Labeled-object pointing entries
──────────────────────────────

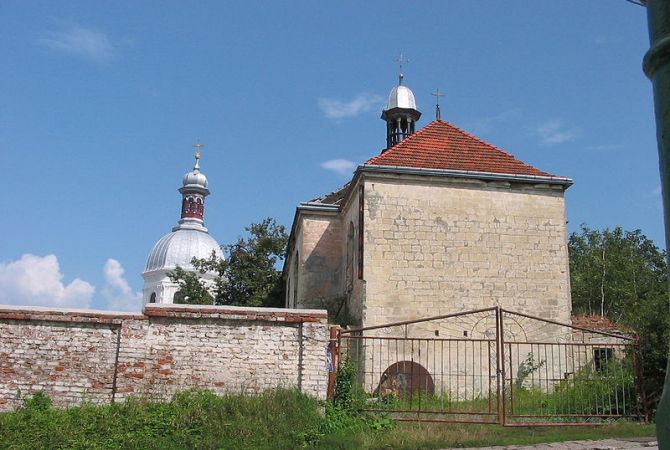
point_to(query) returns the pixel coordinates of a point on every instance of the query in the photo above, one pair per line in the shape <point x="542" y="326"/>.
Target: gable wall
<point x="434" y="247"/>
<point x="319" y="241"/>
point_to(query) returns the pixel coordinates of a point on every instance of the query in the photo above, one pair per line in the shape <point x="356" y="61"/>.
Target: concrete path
<point x="606" y="444"/>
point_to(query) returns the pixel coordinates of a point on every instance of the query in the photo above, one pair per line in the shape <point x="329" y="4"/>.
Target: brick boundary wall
<point x="103" y="357"/>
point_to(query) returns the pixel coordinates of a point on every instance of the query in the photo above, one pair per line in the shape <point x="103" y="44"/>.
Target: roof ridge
<point x="404" y="142"/>
<point x="479" y="139"/>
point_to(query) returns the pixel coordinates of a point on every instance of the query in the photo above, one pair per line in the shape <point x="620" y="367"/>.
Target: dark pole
<point x="657" y="67"/>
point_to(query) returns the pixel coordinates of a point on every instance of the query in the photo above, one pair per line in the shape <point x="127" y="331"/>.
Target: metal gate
<point x="490" y="366"/>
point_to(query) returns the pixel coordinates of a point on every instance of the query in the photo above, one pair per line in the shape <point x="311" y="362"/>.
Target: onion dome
<point x="400" y="114"/>
<point x="195" y="179"/>
<point x="179" y="247"/>
<point x="401" y="97"/>
<point x="188" y="239"/>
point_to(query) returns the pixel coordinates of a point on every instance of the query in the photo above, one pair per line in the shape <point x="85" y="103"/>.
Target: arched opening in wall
<point x="178" y="298"/>
<point x="405" y="378"/>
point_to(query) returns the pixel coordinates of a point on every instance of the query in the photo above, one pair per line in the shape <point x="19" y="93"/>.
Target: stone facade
<point x="103" y="357"/>
<point x="437" y="246"/>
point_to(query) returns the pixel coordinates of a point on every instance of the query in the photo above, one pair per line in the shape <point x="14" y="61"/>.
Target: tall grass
<point x="277" y="419"/>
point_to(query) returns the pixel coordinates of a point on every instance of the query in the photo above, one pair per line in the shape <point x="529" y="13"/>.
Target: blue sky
<point x="101" y="102"/>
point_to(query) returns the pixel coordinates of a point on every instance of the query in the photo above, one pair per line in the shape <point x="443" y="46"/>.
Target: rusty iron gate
<point x="491" y="366"/>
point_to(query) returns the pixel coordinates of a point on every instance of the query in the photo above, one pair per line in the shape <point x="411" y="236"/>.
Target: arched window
<point x="351" y="251"/>
<point x="178" y="298"/>
<point x="295" y="283"/>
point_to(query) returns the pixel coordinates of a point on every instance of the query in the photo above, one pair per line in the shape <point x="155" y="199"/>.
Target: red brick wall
<point x="102" y="357"/>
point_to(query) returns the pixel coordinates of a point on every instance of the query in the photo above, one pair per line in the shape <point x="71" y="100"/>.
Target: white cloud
<point x="336" y="109"/>
<point x="37" y="280"/>
<point x="555" y="132"/>
<point x="341" y="166"/>
<point x="85" y="42"/>
<point x="117" y="292"/>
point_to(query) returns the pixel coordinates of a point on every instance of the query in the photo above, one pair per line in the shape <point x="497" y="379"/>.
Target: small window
<point x="178" y="298"/>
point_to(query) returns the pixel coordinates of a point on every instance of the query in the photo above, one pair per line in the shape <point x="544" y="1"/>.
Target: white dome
<point x="401" y="97"/>
<point x="195" y="177"/>
<point x="179" y="248"/>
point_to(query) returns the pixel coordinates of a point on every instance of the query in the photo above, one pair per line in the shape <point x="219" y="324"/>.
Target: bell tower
<point x="400" y="114"/>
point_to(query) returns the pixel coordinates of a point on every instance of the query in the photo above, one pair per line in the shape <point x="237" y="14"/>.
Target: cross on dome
<point x="198" y="146"/>
<point x="401" y="60"/>
<point x="437" y="95"/>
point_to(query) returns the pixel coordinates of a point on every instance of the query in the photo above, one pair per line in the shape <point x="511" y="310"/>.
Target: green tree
<point x="246" y="276"/>
<point x="622" y="275"/>
<point x="192" y="290"/>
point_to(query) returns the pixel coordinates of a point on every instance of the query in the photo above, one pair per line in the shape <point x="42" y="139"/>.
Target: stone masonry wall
<point x="435" y="246"/>
<point x="320" y="281"/>
<point x="103" y="357"/>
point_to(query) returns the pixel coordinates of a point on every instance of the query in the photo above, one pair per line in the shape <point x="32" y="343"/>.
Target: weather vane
<point x="402" y="60"/>
<point x="437" y="95"/>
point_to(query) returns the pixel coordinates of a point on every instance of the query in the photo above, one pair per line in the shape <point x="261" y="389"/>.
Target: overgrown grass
<point x="193" y="419"/>
<point x="280" y="419"/>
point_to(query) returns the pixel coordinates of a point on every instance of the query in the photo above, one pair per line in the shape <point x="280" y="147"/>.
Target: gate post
<point x="500" y="343"/>
<point x="333" y="360"/>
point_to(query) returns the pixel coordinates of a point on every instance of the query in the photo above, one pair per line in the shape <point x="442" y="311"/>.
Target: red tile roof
<point x="441" y="145"/>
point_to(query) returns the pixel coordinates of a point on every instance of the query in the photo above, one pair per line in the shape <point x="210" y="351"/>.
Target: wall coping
<point x="51" y="314"/>
<point x="43" y="313"/>
<point x="236" y="313"/>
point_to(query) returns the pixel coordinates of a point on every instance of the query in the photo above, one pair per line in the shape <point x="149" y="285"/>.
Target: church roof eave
<point x="454" y="173"/>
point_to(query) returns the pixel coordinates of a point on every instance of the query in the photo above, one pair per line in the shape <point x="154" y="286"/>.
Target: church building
<point x="188" y="239"/>
<point x="439" y="222"/>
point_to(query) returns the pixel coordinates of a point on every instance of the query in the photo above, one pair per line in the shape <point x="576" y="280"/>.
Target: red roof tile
<point x="441" y="145"/>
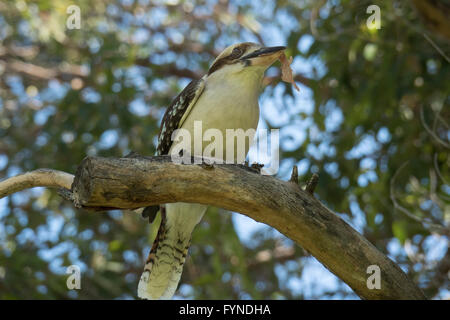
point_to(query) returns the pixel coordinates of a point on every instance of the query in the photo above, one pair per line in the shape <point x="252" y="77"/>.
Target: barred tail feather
<point x="164" y="265"/>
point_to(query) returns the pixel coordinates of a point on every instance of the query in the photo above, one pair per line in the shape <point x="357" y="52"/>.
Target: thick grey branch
<point x="128" y="183"/>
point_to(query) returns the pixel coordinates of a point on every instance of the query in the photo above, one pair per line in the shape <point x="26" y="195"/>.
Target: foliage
<point x="372" y="119"/>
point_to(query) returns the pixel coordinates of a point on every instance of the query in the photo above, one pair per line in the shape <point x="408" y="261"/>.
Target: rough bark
<point x="128" y="183"/>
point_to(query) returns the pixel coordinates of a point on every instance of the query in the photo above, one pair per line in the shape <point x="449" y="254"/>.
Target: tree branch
<point x="128" y="183"/>
<point x="37" y="178"/>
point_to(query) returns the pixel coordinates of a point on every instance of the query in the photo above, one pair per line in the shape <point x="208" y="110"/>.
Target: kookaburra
<point x="225" y="98"/>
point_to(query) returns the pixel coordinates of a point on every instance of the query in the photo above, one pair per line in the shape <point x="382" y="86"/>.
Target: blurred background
<point x="372" y="118"/>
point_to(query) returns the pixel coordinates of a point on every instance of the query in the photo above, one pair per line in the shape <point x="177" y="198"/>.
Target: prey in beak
<point x="264" y="56"/>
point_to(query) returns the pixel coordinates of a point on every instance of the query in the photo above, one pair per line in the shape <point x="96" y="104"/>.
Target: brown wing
<point x="176" y="113"/>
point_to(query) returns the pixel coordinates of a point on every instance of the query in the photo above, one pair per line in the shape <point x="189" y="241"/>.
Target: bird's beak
<point x="264" y="56"/>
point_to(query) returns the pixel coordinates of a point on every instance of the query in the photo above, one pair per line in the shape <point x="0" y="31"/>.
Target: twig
<point x="312" y="183"/>
<point x="435" y="227"/>
<point x="37" y="178"/>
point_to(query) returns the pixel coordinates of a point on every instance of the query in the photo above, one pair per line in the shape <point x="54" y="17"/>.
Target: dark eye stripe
<point x="235" y="54"/>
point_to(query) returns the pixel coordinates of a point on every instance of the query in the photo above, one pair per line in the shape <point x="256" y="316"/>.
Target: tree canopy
<point x="371" y="118"/>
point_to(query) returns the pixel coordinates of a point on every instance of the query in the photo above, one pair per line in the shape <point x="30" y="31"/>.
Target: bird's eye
<point x="236" y="53"/>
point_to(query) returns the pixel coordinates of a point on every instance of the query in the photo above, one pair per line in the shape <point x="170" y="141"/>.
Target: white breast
<point x="230" y="103"/>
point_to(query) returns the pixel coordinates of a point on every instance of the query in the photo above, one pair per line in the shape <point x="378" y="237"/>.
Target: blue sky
<point x="279" y="112"/>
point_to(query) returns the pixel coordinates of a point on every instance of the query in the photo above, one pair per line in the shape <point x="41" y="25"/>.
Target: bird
<point x="226" y="97"/>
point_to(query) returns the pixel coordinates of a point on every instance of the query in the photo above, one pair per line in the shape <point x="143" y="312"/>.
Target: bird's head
<point x="245" y="57"/>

──────────────────────────────

▶ _PROBLEM_
Collect every line in the listing above that contains the word "stone", copying each one in full. Case counts, so match capital and lowercase letters precisely.

▶ _THE COMPLETED TASK_
Target: stone facade
Target: stone masonry wall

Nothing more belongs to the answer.